##### DATASET CONTENT #####

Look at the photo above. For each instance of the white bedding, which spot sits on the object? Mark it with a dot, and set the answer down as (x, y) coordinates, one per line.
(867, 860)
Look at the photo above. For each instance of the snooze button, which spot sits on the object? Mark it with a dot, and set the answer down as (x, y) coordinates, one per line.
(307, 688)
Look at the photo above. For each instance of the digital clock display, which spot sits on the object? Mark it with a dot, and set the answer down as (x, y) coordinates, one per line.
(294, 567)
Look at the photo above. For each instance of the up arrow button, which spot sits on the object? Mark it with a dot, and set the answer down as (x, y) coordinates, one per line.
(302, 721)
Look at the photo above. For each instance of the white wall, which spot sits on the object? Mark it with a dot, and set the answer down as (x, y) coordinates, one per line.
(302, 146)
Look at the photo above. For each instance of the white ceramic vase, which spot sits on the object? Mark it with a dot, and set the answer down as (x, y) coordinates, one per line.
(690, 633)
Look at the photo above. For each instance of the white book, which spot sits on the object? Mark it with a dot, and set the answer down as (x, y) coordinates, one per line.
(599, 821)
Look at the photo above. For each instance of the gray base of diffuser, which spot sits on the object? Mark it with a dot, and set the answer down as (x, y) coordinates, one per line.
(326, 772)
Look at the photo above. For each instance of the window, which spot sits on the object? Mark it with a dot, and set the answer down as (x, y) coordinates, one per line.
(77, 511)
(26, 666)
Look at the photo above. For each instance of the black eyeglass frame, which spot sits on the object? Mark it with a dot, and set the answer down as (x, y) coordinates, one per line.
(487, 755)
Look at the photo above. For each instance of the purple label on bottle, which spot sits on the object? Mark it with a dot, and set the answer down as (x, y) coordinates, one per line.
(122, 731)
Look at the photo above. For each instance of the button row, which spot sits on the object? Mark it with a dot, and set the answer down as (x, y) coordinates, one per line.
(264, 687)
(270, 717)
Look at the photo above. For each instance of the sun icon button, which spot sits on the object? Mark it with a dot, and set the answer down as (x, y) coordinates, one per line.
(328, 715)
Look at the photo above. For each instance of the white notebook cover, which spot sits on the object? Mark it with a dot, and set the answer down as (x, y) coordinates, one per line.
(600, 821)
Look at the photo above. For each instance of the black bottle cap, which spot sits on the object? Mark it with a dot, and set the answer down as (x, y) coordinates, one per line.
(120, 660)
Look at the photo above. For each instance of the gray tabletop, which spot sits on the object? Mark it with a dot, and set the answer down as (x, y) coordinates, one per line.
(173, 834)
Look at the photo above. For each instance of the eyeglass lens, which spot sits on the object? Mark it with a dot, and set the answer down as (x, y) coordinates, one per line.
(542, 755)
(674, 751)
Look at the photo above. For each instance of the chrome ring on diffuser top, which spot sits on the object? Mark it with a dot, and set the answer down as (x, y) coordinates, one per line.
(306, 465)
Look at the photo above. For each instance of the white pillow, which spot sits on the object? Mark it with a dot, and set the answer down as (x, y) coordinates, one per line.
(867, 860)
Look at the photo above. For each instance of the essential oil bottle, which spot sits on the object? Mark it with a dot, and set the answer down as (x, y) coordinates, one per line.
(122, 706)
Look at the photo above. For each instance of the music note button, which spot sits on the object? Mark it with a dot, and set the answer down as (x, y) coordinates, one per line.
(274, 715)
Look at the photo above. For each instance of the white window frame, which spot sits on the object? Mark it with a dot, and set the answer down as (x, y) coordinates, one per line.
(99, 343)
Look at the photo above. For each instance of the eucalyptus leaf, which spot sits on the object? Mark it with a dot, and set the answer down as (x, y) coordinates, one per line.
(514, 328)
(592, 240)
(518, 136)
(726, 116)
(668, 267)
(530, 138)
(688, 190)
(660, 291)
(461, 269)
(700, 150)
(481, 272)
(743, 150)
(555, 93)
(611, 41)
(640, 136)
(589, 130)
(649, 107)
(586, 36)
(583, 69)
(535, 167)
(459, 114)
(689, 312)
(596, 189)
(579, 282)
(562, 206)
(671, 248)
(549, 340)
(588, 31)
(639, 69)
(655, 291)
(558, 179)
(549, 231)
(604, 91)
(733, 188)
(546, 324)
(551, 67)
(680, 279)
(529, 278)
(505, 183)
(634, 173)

#####

> **REQUIRED WORK**:
Repeat, word for word, all the lines above.

> **ANSWER TO THE PROBLEM**:
Look at the photo above. For each instance of the white bedding, which spot sits on the object? Mark it with a dot, and set the answer down as (x, y) coordinates, one per line.
(867, 860)
Look at the photo above. For each instance of the snooze button, which spot sits on the object? Mark it with a dot, and set the answer down as (x, y) coordinates, one per line.
(307, 688)
Look at the photo above. For each instance of the digital clock display, which spot sits on the object? Mark it with a dot, and set the answer down as (x, y) coordinates, one per line.
(294, 567)
Look at the photo above. For each instance of the up arrow button, which spot sits on the object? Mark it with a dot, and set the answer down as (x, y) coordinates, one per line.
(302, 721)
Look at the photo above. For each instance of the white wall, which spot sits on the object? Mark it with a dot, and set the answer down as (x, y) coordinates, one per line.
(302, 146)
Look at the photo above. For each instance of the white ceramic vase, which spot sits on the object? Mark it with a dot, and set the answer down as (x, y) coordinates, one per line.
(690, 633)
Look at the photo above. For each instance of the white book, which spot sits on the object? Mark it with a dot, and set the answer down as (x, y) coordinates, one per line.
(599, 821)
Look at the photo above. For each instance of the gray base of diffuser, which spot sits on the object? Mark it with a dot, and set the answer down as (x, y) coordinates, one per line.
(326, 772)
Look at the photo above. For each instance of the window, which spot sits on the object? Mark it with a dot, and set the answer down as (x, y) coordinates, one per line.
(77, 511)
(26, 666)
Look at the photo above. For each instance of the black eyeglass frame, which spot sits on the object? Mark it with a dot, and set the answer down as (x, y) coordinates, one per line.
(487, 755)
Look at the photo above. For each instance of the purple label on bottle, which spot sits on the object? Mark it with a dot, and set the answer down as (x, y) coordinates, one per line.
(122, 731)
Look at the photo above. For each instance of the button row, which spot sits on the object? Mark it with a dot, and set the answer down as (x, y) coordinates, one per line.
(264, 687)
(270, 717)
Look at the photo above. For each instance of the sun icon button, which spot sits on the object? Mark it with a dot, and set the answer down as (x, y) coordinates, one per line.
(328, 715)
Look at the photo above. For each instance of the white notebook cover, which spot sits on the object? Mark it with a dot, and set the answer down as (x, y) coordinates, one per line.
(600, 821)
Look at the photo above. For each instance of the black bottle cap, which spot sits on the object? Mark it with a dot, and set the answer down as (x, y) coordinates, one per line.
(120, 660)
Look at the photo above. For each instance of the gray tabletop, which spot sits on the object? Mark it with a dot, and set the answer down as (x, y) coordinates, one per line.
(173, 834)
Look at the photo above. For each instance of the eyeglass lens, which spot sits on the object? Mark it with a dot, and set the answer down as (x, y) coordinates, one per line.
(542, 755)
(674, 751)
Look at the photo above. For each instance of the chrome ring on diffuser top, which spot sits on the object? Mark it with a dot, and set the answer down as (x, y) coordinates, one per line.
(306, 465)
Look at the photo above. For each instance of the white pillow, which spot sits on the object? Mark it with a dot, and set the answer down as (x, y) coordinates, one per line.
(867, 860)
Look at the photo above. For each instance of the essential oil bottle, which spot sits on the object? Mark it with a dot, and set the answer down as (x, y) coordinates, one per line.
(122, 706)
Look at the photo above. For each instance of the music note button, which spot sits on the object? Mark it with a dot, and set the answer down as (x, y) coordinates, one per line.
(274, 715)
Look at the photo above. For each instance of the white window frame, which spot sits on the object? Mark it with a dot, and set the answer down as (x, y) coordinates, one per line.
(99, 343)
Look at the photo above. For each instance of the eucalyptus leaf, which spot sits on the object? Mark it with a dot, and set the answer down as (x, y) coordinates, one per line.
(514, 328)
(592, 240)
(518, 136)
(726, 116)
(668, 267)
(530, 138)
(688, 190)
(660, 291)
(461, 269)
(700, 150)
(481, 272)
(743, 150)
(555, 93)
(611, 41)
(640, 136)
(589, 130)
(649, 107)
(586, 36)
(583, 69)
(535, 167)
(459, 114)
(689, 312)
(596, 189)
(579, 282)
(562, 206)
(671, 248)
(549, 340)
(588, 31)
(639, 69)
(655, 291)
(558, 179)
(549, 231)
(604, 91)
(733, 188)
(546, 324)
(551, 67)
(680, 279)
(529, 278)
(505, 183)
(634, 173)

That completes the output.